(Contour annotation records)

┄┄┄┄┄┄┄┄┄┄

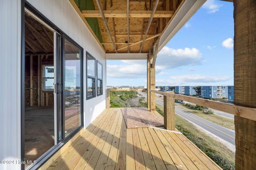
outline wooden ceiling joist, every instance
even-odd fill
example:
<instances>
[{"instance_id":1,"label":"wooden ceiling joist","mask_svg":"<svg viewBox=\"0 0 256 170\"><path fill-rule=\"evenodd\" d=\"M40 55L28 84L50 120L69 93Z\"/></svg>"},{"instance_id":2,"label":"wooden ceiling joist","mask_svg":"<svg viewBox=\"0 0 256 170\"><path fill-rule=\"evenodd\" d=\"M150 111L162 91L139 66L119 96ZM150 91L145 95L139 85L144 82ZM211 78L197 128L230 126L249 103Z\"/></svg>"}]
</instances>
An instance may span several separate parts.
<instances>
[{"instance_id":1,"label":"wooden ceiling joist","mask_svg":"<svg viewBox=\"0 0 256 170\"><path fill-rule=\"evenodd\" d=\"M130 47L129 47L129 32L130 32L130 29L129 29L129 0L127 0L127 3L126 3L126 6L127 6L127 48L128 48L128 53L130 53Z\"/></svg>"},{"instance_id":2,"label":"wooden ceiling joist","mask_svg":"<svg viewBox=\"0 0 256 170\"><path fill-rule=\"evenodd\" d=\"M152 36L152 37L149 37L149 38L148 38L145 39L144 41L148 41L148 40L150 40L150 39L153 39L153 38L157 37L159 36L160 35L161 35L161 33L156 34L156 35L154 35L154 36ZM129 45L129 47L131 47L131 46L135 45L137 45L137 44L140 44L140 43L142 42L142 41L143 41L143 40L141 40L141 41L138 41L138 42L137 42L133 43L133 44L130 44L130 45ZM118 49L117 49L117 51L121 50L121 49L125 49L125 48L127 48L127 47L128 47L128 46L125 46L125 47L122 47L122 48L121 48Z\"/></svg>"},{"instance_id":3,"label":"wooden ceiling joist","mask_svg":"<svg viewBox=\"0 0 256 170\"><path fill-rule=\"evenodd\" d=\"M69 1L106 53L125 54L149 53L185 0L93 0L91 10ZM91 18L97 18L100 37Z\"/></svg>"},{"instance_id":4,"label":"wooden ceiling joist","mask_svg":"<svg viewBox=\"0 0 256 170\"><path fill-rule=\"evenodd\" d=\"M35 28L34 28L34 27L27 21L25 21L26 22L26 24L29 27L29 28L32 30L31 31L31 32L33 32L33 31L35 33L36 33L36 34L37 34L39 36L41 37L41 38L43 39L45 42L46 42L47 44L48 44L48 45L50 46L51 46L52 45L52 44L51 44L47 40L46 40L45 38L44 38L43 37L42 37L41 36L41 34L40 33L38 32L38 31L37 31Z\"/></svg>"},{"instance_id":5,"label":"wooden ceiling joist","mask_svg":"<svg viewBox=\"0 0 256 170\"><path fill-rule=\"evenodd\" d=\"M126 18L127 14L126 11L103 11L106 18ZM102 18L99 11L84 10L82 11L83 15L85 18ZM129 18L150 18L152 11L130 11ZM156 11L153 18L171 18L173 15L173 11Z\"/></svg>"},{"instance_id":6,"label":"wooden ceiling joist","mask_svg":"<svg viewBox=\"0 0 256 170\"><path fill-rule=\"evenodd\" d=\"M97 3L98 7L99 8L100 14L101 15L101 18L102 18L103 22L104 23L104 24L105 25L105 27L107 29L108 34L109 36L110 37L110 38L111 39L111 41L112 42L112 44L113 45L114 48L115 48L115 51L116 52L116 53L117 53L117 49L116 49L116 46L115 44L115 42L114 42L113 38L112 38L112 36L111 36L110 31L109 30L109 28L108 28L108 24L107 23L107 20L106 19L105 16L104 16L104 13L103 13L103 11L101 10L101 7L100 6L100 3L99 0L96 0L96 3Z\"/></svg>"},{"instance_id":7,"label":"wooden ceiling joist","mask_svg":"<svg viewBox=\"0 0 256 170\"><path fill-rule=\"evenodd\" d=\"M145 36L143 38L142 41L141 42L141 44L140 45L140 49L139 53L141 53L141 50L142 50L143 48L143 45L144 45L144 42L146 40L146 37L147 35L148 34L148 30L149 30L149 28L150 27L151 23L152 22L152 20L153 20L153 16L155 14L155 12L156 12L156 8L157 7L157 5L158 4L159 0L156 0L156 3L155 4L155 5L154 6L153 10L152 11L152 13L151 14L151 16L148 20L148 27L147 28L147 30L145 32Z\"/></svg>"}]
</instances>

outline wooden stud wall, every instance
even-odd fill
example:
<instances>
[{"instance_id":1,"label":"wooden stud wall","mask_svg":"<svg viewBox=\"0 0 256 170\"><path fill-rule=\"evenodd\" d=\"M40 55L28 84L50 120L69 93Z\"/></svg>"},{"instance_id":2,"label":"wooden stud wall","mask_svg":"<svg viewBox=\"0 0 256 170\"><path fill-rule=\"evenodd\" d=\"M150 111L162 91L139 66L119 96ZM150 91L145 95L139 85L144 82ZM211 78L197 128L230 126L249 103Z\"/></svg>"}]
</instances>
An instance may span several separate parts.
<instances>
[{"instance_id":1,"label":"wooden stud wall","mask_svg":"<svg viewBox=\"0 0 256 170\"><path fill-rule=\"evenodd\" d=\"M43 60L45 63L49 63L51 60L51 58L46 60L46 56L30 55L26 56L29 59L29 62L25 65L25 67L28 68L25 70L26 106L53 106L53 92L43 91L42 61ZM53 64L52 62L51 63Z\"/></svg>"}]
</instances>

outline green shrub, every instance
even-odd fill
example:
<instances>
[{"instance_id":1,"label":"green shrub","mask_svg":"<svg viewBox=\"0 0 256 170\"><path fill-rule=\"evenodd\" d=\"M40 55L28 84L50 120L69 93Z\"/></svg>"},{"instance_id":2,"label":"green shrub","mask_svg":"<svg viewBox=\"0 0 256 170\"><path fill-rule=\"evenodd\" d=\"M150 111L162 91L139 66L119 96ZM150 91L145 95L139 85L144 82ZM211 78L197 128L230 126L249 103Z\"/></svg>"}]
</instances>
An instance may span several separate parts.
<instances>
[{"instance_id":1,"label":"green shrub","mask_svg":"<svg viewBox=\"0 0 256 170\"><path fill-rule=\"evenodd\" d=\"M213 110L212 109L204 109L204 113L207 115L211 115L214 113L214 112L213 112Z\"/></svg>"}]
</instances>

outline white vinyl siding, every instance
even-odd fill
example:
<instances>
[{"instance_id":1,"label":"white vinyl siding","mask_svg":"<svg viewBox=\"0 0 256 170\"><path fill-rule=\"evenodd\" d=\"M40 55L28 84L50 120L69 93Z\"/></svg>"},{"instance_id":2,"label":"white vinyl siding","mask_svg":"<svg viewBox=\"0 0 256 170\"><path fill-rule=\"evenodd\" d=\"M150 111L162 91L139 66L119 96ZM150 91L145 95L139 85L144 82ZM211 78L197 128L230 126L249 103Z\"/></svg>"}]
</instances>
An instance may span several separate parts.
<instances>
[{"instance_id":1,"label":"white vinyl siding","mask_svg":"<svg viewBox=\"0 0 256 170\"><path fill-rule=\"evenodd\" d=\"M105 54L69 0L28 0L32 5L84 48L84 122L87 126L106 108ZM86 100L86 52L103 65L103 95Z\"/></svg>"},{"instance_id":2,"label":"white vinyl siding","mask_svg":"<svg viewBox=\"0 0 256 170\"><path fill-rule=\"evenodd\" d=\"M0 160L21 157L21 1L0 5ZM0 164L0 169L20 169L20 164Z\"/></svg>"}]
</instances>

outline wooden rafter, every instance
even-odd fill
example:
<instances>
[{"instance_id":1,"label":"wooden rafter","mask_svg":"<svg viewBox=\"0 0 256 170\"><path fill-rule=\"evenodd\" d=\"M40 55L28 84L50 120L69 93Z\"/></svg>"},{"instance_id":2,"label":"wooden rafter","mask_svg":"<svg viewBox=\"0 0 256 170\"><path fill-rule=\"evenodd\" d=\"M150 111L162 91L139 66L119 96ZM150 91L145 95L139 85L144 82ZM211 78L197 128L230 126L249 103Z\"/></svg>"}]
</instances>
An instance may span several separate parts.
<instances>
[{"instance_id":1,"label":"wooden rafter","mask_svg":"<svg viewBox=\"0 0 256 170\"><path fill-rule=\"evenodd\" d=\"M51 44L47 40L46 40L45 38L44 38L44 37L42 37L41 34L40 33L39 33L38 31L37 31L35 28L34 28L34 27L29 23L29 22L28 22L27 21L25 21L25 22L26 22L26 24L31 29L31 30L32 30L32 31L33 31L36 34L37 34L38 36L39 36L41 38L43 39L45 41L45 42L48 44L48 45L49 46L52 46L52 44ZM31 32L33 33L33 31L31 31Z\"/></svg>"},{"instance_id":2,"label":"wooden rafter","mask_svg":"<svg viewBox=\"0 0 256 170\"><path fill-rule=\"evenodd\" d=\"M31 33L32 33L32 35L34 37L34 38L36 40L36 41L38 42L39 45L40 45L40 46L43 49L44 51L46 52L47 51L47 49L45 48L44 46L44 43L42 41L42 39L41 39L41 37L38 37L37 36L35 33L33 31L31 31Z\"/></svg>"},{"instance_id":3,"label":"wooden rafter","mask_svg":"<svg viewBox=\"0 0 256 170\"><path fill-rule=\"evenodd\" d=\"M112 18L112 24L113 27L113 34L114 38L115 38L115 42L116 42L116 29L115 29L115 19Z\"/></svg>"},{"instance_id":4,"label":"wooden rafter","mask_svg":"<svg viewBox=\"0 0 256 170\"><path fill-rule=\"evenodd\" d=\"M44 27L42 27L42 28L43 28L43 30L44 30L44 32L46 35L47 37L48 37L48 38L50 39L50 40L51 41L51 42L52 43L53 43L53 40L52 39L52 38L51 38L51 36L49 35L49 32L48 31L47 31L46 30ZM53 38L53 37L52 37L52 38Z\"/></svg>"},{"instance_id":5,"label":"wooden rafter","mask_svg":"<svg viewBox=\"0 0 256 170\"><path fill-rule=\"evenodd\" d=\"M143 45L144 45L144 42L145 41L145 40L146 40L146 36L148 34L148 30L149 30L149 28L150 27L151 23L152 22L152 20L153 20L153 16L154 16L154 15L155 14L155 12L156 12L156 8L157 7L157 5L158 4L158 2L159 2L159 0L156 0L156 3L155 4L155 5L154 6L153 10L152 11L152 13L151 14L151 16L148 20L149 21L148 21L148 27L147 28L147 30L146 30L146 32L145 32L145 36L143 38L143 40L142 40L142 43L141 43L141 45L140 46L140 49L139 53L141 53L141 50L142 50L142 48L143 48Z\"/></svg>"},{"instance_id":6,"label":"wooden rafter","mask_svg":"<svg viewBox=\"0 0 256 170\"><path fill-rule=\"evenodd\" d=\"M104 52L106 52L105 48L104 48L103 46L100 44L100 40L99 40L99 39L96 36L96 35L95 34L94 32L93 32L93 31L92 30L92 29L91 28L91 27L90 26L89 24L87 22L87 20L83 16L83 14L81 13L81 11L80 11L80 9L78 8L77 5L76 5L76 3L75 2L75 1L74 0L69 0L69 2L71 4L72 6L73 6L74 8L75 9L75 10L76 10L76 12L78 14L79 16L80 16L80 18L83 20L84 24L86 26L87 28L88 28L88 29L90 30L90 32L91 32L91 33L92 34L92 35L94 37L94 39L96 40L97 42L99 44L100 47L101 48L101 49Z\"/></svg>"},{"instance_id":7,"label":"wooden rafter","mask_svg":"<svg viewBox=\"0 0 256 170\"><path fill-rule=\"evenodd\" d=\"M149 40L150 40L150 39L152 39L152 38L155 38L155 37L157 37L159 36L160 35L161 35L161 33L158 33L158 34L157 34L157 35L155 35L154 36L152 36L152 37L149 37L149 38L148 38L145 39L144 40L144 41ZM140 44L140 43L141 43L141 42L142 42L142 41L143 41L143 40L139 41L138 41L138 42L137 42L133 43L133 44L130 44L130 45L129 45L129 47L131 47L131 46L135 45L137 45L137 44ZM121 49L125 49L125 48L127 48L127 47L128 47L128 46L125 46L125 47L122 47L122 48L121 48L118 49L117 49L117 51L119 51L119 50L121 50Z\"/></svg>"},{"instance_id":8,"label":"wooden rafter","mask_svg":"<svg viewBox=\"0 0 256 170\"><path fill-rule=\"evenodd\" d=\"M126 11L103 11L106 18L126 18ZM84 10L82 11L83 16L85 18L102 18L100 11ZM152 11L130 11L129 18L149 18ZM174 12L172 11L156 11L153 15L153 18L171 18Z\"/></svg>"},{"instance_id":9,"label":"wooden rafter","mask_svg":"<svg viewBox=\"0 0 256 170\"><path fill-rule=\"evenodd\" d=\"M156 42L155 45L153 48L153 61L152 62L152 67L155 68L156 64L156 57L157 57L157 53L158 53L158 44L159 39Z\"/></svg>"},{"instance_id":10,"label":"wooden rafter","mask_svg":"<svg viewBox=\"0 0 256 170\"><path fill-rule=\"evenodd\" d=\"M35 50L35 49L33 49L33 47L29 45L29 44L28 43L28 41L26 41L26 40L25 40L25 42L26 44L26 47L30 51L31 51L33 53L33 54L36 53L36 51Z\"/></svg>"},{"instance_id":11,"label":"wooden rafter","mask_svg":"<svg viewBox=\"0 0 256 170\"><path fill-rule=\"evenodd\" d=\"M130 43L130 44L133 44L135 42ZM115 44L116 45L127 45L127 43L126 42L115 42ZM101 43L102 45L112 45L112 42L102 42Z\"/></svg>"},{"instance_id":12,"label":"wooden rafter","mask_svg":"<svg viewBox=\"0 0 256 170\"><path fill-rule=\"evenodd\" d=\"M130 47L129 47L129 0L127 0L127 52L130 53Z\"/></svg>"},{"instance_id":13,"label":"wooden rafter","mask_svg":"<svg viewBox=\"0 0 256 170\"><path fill-rule=\"evenodd\" d=\"M96 3L97 3L98 7L99 8L100 14L101 14L101 17L102 17L102 20L103 20L103 22L104 23L104 24L105 25L105 27L107 29L108 34L109 36L110 37L110 38L111 39L111 41L112 42L112 44L113 45L113 47L115 48L115 51L116 52L116 53L117 53L117 49L116 49L116 46L115 44L115 42L114 42L113 38L112 38L112 36L111 36L110 31L109 30L109 28L108 28L106 18L104 16L104 13L103 13L103 11L101 10L101 7L100 6L100 3L99 0L96 0Z\"/></svg>"}]
</instances>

┄┄┄┄┄┄┄┄┄┄

DIRECTIONS FOR THIS TASK »
Gather all lines of the records above that contain the string "every", treating uppercase and lowercase as distinct.

REPLY »
outline wooden ceiling joist, every instance
outline wooden stud wall, every instance
outline green shrub, every instance
outline white vinyl siding, every instance
outline wooden rafter, every instance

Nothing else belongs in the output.